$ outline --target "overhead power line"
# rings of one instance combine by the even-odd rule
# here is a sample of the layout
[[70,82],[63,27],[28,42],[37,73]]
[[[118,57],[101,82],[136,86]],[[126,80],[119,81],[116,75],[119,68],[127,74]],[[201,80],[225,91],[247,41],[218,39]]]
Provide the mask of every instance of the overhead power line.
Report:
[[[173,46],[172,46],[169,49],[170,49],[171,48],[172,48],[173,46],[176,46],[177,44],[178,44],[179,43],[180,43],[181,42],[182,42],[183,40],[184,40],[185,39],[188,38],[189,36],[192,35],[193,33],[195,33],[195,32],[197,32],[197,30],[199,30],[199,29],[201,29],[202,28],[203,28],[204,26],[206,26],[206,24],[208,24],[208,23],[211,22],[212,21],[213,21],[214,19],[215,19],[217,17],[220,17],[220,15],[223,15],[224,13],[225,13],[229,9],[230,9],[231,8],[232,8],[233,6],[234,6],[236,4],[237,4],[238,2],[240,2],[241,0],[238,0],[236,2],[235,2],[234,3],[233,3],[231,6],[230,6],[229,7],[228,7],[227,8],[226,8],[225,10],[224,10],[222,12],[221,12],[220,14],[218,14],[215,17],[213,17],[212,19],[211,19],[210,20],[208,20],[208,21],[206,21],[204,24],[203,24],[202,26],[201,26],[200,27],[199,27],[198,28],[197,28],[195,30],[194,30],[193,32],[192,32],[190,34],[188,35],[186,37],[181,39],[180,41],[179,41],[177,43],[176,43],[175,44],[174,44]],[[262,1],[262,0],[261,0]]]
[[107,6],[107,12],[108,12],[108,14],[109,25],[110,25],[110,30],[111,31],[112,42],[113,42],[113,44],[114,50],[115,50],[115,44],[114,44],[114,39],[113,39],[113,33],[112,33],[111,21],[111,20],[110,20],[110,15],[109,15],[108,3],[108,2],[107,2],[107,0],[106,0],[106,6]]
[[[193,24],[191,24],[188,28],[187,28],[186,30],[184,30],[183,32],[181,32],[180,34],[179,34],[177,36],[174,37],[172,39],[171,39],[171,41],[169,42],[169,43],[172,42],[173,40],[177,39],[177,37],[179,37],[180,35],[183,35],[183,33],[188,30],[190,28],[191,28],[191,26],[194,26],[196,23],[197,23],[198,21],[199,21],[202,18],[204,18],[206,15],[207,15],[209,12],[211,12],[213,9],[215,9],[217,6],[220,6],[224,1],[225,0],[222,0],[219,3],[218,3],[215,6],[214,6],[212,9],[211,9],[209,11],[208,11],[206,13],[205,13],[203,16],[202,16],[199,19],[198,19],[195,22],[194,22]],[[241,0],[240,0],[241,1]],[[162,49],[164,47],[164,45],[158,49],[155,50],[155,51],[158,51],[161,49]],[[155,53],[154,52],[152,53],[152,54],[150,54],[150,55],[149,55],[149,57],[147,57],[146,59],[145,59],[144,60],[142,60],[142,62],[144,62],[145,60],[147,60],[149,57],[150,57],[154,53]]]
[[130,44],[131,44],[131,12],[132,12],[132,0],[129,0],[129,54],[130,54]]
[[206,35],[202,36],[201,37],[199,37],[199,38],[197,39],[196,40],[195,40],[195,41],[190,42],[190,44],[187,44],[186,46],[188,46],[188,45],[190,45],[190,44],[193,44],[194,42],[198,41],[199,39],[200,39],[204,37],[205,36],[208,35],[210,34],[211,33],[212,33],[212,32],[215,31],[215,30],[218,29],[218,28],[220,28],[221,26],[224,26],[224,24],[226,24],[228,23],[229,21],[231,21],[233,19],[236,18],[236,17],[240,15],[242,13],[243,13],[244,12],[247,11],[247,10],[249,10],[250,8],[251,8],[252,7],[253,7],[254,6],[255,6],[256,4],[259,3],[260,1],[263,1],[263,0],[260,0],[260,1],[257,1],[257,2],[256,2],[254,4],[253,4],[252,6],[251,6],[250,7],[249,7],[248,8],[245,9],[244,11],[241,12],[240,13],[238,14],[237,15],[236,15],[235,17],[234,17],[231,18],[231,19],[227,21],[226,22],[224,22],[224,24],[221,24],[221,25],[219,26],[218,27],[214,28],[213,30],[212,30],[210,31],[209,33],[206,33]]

:::

> [PROBLEM REQUIREMENTS]: Extract each line of the rows above that contains the word "overhead".

> [WRITTEN RESPONSE]:
$ outline --target "overhead power line"
Provide the mask of every instance of the overhead power line.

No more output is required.